Source material:
--- START ---

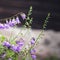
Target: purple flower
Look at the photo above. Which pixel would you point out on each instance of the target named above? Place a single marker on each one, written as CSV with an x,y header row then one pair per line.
x,y
15,48
3,55
7,44
33,40
10,23
17,20
1,26
10,59
33,57
32,52
19,43
23,16
6,26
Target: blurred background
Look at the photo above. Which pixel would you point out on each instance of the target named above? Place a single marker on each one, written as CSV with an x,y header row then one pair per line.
x,y
41,8
51,42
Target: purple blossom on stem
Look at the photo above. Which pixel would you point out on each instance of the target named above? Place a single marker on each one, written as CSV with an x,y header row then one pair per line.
x,y
23,16
33,40
17,20
6,26
33,57
32,52
7,44
20,42
15,48
1,26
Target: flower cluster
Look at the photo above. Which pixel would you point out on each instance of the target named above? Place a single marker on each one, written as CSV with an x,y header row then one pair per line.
x,y
16,48
10,23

--- END ---

Task goal: Reproduce all of the lines above word for word, leaving out the picture.

Answer to the problem:
Target: purple flower
Look at the photo above. Which pixel would you point out on each instance of the target named above? Place a single marker on each one, written as CSV with an x,y header row then one pair per line.
x,y
15,48
3,55
7,44
33,40
10,23
17,20
1,26
10,59
33,57
32,52
19,43
23,16
6,26
Target: blurred background
Look at the photo above. Which pixel would you point out on each instance of the target named above? Place a single marker on each one, written as CSV with an x,y header row then one pair per line.
x,y
41,8
51,42
Target: purple blossom on stem
Look at the photo above. Which pixel would you point out on each instance of the target named above? Place a single marker on each one, written as CSV with an x,y header row then one pair per line.
x,y
23,16
33,40
17,20
6,26
33,57
32,52
7,44
20,42
15,48
1,26
Target: flower cluster
Look at the photo above. Which pixel would you point out on each instance of the target named above? Place a single marker on each one, written as CSV with an x,y header row then one pair per line.
x,y
16,48
10,23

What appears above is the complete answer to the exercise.